#### READING PASSAGE:
Infinite Jest by David Foster Wallace: A review

I will freely admit that I may just not be smart enough to understand this book. I've read a few reviews of it by people who obviously are more versed in modern literature than I, and, for the most part, those reviews have ranged from mildly positive to raves. Moreover, looking at Mr. Wallace's biography, one sees that he won multiple prizes for his writing and some of them were for this book. That biography also tells us that the themes and style which he used in his writing were metamodernism and hysterical realism. I would have to say that the emphasis was more on the hysterical than the realism.

The events of this book take place in the not-too-distant future, when Canada, Mexico and the United States have come together in an organization of North American states, abbreviated as O.N.A.N. (Wallace makes a fetish of using abbreviations, often without explaining what they mean.) It is a time when vast herds of rampaging feral hamsters overrun the wastelands of the Northeast.

There is no real protagonist here, no one that the reader can identify with and pull for. The action takes place at two main sites, the Enfield Tennis Academy and the Ennet House, a sanctuary for recovering addicts and the psychologically impaired.

Enfield was run by a genius named James O. Incandenza who ultimately ended it all by sticking his head in a microwave, but he is survived by three sons, one a pro-football punter, one a severely deformed child who is filming a documentary of his world, and one (Hal) who is a tennis prodigy who is also mentally gifted. To the extent that the book has a central character, it is Hal.

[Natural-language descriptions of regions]
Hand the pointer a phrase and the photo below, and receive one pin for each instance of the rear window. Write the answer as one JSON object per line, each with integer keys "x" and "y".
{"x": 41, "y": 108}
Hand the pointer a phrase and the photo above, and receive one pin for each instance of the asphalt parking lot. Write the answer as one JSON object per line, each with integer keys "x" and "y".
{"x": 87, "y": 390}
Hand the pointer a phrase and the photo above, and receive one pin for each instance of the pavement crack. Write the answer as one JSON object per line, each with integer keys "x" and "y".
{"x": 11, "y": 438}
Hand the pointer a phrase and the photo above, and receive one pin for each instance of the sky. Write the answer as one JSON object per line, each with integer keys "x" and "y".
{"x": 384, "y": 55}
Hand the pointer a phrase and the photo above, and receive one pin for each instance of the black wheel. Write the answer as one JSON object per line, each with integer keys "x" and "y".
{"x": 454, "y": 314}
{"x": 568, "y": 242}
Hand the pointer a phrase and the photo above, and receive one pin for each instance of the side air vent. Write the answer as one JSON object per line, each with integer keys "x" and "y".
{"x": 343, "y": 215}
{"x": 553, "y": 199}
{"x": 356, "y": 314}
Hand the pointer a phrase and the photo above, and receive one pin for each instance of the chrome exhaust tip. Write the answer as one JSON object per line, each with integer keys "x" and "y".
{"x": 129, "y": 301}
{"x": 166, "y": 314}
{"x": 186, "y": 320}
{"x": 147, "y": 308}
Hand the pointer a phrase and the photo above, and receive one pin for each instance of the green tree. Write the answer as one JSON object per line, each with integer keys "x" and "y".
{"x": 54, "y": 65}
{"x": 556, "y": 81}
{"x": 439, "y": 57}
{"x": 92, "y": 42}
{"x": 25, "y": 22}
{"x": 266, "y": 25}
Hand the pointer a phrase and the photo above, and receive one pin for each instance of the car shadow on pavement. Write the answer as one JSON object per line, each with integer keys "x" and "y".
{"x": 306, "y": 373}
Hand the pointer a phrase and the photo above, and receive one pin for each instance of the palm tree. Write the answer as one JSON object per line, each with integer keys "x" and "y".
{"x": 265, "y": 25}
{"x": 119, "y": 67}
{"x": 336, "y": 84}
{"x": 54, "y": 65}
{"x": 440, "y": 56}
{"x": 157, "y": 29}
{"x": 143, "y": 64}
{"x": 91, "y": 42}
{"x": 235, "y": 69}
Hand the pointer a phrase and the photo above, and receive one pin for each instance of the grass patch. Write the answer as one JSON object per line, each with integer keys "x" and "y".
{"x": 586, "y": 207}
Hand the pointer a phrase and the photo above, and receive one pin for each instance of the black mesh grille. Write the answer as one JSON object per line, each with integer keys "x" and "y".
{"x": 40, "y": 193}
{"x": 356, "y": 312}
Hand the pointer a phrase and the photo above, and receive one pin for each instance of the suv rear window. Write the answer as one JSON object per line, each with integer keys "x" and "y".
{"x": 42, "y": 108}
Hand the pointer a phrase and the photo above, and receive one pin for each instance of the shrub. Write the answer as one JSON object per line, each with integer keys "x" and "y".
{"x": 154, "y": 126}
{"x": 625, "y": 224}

#### ACTIONS TO TAKE:
**a.** According to the review, what are the two main sites where the action takes place?
**b.** Please quote the review between "The events of" and "of the Northeast.", inclusive.

#### PROBLEM SOLUTIONS:
**a.** The Enfield Tennis Academy and the Ennet House.

**b.**
The events of this book take place in the not-too-distant future, when Canada, Mexico and the United States have come together in an organization of North American states, abbreviated as O.N.A.N. (Wallace makes a fetish of using abbreviations, often without explaining what they mean.) It is a time when vast herds of rampaging feral hamsters overrun the wastelands of the Northeast.